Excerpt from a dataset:

......

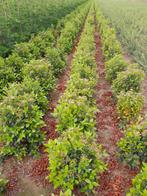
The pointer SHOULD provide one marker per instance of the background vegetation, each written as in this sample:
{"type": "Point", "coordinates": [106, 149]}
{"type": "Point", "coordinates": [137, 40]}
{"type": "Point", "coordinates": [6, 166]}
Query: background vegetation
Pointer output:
{"type": "Point", "coordinates": [21, 18]}
{"type": "Point", "coordinates": [130, 20]}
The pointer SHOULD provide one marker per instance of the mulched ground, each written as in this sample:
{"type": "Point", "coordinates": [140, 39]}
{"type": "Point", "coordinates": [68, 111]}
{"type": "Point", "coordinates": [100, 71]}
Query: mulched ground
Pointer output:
{"type": "Point", "coordinates": [28, 177]}
{"type": "Point", "coordinates": [117, 179]}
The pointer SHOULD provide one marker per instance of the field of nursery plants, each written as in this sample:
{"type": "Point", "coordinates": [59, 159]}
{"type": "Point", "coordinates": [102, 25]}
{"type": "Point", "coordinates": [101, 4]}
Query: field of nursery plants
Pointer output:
{"type": "Point", "coordinates": [73, 98]}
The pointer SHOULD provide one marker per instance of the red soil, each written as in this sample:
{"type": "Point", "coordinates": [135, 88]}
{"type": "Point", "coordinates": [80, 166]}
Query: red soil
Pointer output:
{"type": "Point", "coordinates": [117, 179]}
{"type": "Point", "coordinates": [28, 177]}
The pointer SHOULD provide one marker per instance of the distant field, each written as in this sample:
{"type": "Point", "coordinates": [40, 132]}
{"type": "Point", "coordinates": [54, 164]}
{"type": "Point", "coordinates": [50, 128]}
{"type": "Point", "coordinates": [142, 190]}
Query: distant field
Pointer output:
{"type": "Point", "coordinates": [130, 20]}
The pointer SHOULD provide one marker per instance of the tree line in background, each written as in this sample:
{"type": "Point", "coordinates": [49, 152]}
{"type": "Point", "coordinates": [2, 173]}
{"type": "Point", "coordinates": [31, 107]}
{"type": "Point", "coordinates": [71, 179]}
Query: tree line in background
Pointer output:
{"type": "Point", "coordinates": [130, 21]}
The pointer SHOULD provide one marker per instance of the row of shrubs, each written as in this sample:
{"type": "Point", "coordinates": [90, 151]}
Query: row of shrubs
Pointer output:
{"type": "Point", "coordinates": [126, 82]}
{"type": "Point", "coordinates": [75, 158]}
{"type": "Point", "coordinates": [51, 44]}
{"type": "Point", "coordinates": [24, 103]}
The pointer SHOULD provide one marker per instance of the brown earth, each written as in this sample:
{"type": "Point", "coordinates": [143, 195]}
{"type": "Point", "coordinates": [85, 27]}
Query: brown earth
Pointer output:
{"type": "Point", "coordinates": [117, 179]}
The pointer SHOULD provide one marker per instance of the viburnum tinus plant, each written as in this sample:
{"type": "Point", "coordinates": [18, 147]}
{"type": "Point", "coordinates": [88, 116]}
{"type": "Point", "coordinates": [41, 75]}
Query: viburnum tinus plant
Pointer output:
{"type": "Point", "coordinates": [20, 123]}
{"type": "Point", "coordinates": [139, 183]}
{"type": "Point", "coordinates": [129, 106]}
{"type": "Point", "coordinates": [75, 161]}
{"type": "Point", "coordinates": [132, 147]}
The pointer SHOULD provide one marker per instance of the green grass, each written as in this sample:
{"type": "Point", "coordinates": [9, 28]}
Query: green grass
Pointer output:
{"type": "Point", "coordinates": [19, 19]}
{"type": "Point", "coordinates": [130, 20]}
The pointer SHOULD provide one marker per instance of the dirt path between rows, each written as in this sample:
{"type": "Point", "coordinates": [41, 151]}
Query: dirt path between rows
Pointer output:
{"type": "Point", "coordinates": [117, 179]}
{"type": "Point", "coordinates": [28, 177]}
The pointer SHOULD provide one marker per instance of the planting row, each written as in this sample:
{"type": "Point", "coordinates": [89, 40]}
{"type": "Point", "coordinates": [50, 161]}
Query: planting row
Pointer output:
{"type": "Point", "coordinates": [126, 82]}
{"type": "Point", "coordinates": [52, 45]}
{"type": "Point", "coordinates": [22, 107]}
{"type": "Point", "coordinates": [75, 158]}
{"type": "Point", "coordinates": [20, 19]}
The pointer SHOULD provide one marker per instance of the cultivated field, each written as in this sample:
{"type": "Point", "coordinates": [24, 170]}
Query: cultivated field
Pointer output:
{"type": "Point", "coordinates": [72, 111]}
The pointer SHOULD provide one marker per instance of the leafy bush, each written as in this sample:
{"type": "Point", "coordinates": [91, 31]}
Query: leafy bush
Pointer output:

......

▸ Exercise objective: Write out, word for word, the lines starting with the one containing "of the cultivated" and going on through the last line of the entries.

▸ Exercise answer:
The pointer SHOULD provide one marker per instance of the cultivated field, each written as in this sample:
{"type": "Point", "coordinates": [24, 170]}
Query: cultivated field
Pointer output:
{"type": "Point", "coordinates": [72, 111]}
The pointer SHOULD provide one marker per instance of the leafy bush, each written as in this sample:
{"type": "Point", "coordinates": [91, 31]}
Query: leafy bush
Pointer output:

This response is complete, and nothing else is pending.